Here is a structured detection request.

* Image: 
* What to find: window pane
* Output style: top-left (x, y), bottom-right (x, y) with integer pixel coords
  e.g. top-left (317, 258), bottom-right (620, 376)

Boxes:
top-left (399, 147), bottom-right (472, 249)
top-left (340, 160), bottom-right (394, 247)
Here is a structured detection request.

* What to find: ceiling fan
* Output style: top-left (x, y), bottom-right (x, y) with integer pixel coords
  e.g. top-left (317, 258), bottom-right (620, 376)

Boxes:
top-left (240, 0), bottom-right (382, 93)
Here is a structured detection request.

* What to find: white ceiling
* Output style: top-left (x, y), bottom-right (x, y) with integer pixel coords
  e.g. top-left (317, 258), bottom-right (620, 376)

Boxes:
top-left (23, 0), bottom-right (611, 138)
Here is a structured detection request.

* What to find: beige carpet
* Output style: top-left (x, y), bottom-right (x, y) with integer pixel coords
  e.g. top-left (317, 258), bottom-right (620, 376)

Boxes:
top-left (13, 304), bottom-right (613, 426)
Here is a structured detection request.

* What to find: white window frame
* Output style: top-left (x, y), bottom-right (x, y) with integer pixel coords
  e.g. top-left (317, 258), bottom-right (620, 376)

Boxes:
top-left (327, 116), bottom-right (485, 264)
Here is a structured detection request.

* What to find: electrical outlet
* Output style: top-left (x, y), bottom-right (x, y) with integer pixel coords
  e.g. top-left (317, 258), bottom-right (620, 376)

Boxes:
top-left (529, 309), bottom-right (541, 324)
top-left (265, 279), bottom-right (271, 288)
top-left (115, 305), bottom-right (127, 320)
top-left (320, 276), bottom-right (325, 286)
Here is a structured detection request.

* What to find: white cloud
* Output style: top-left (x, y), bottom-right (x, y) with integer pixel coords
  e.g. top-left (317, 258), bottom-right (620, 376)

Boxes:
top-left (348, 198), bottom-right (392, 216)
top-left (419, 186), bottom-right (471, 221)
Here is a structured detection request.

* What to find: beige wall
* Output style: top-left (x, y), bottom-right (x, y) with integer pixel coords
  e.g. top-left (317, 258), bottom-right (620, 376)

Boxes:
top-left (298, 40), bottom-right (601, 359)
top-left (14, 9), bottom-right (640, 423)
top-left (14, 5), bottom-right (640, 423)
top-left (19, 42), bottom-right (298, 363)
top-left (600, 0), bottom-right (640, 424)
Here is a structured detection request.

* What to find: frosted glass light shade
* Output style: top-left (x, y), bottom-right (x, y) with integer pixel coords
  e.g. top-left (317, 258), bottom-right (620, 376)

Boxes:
+++++
#### Exercise instructions:
The word "beige" appears in some lines of the listing. Give the number of those lines, and only that.

#### Solved exercise:
2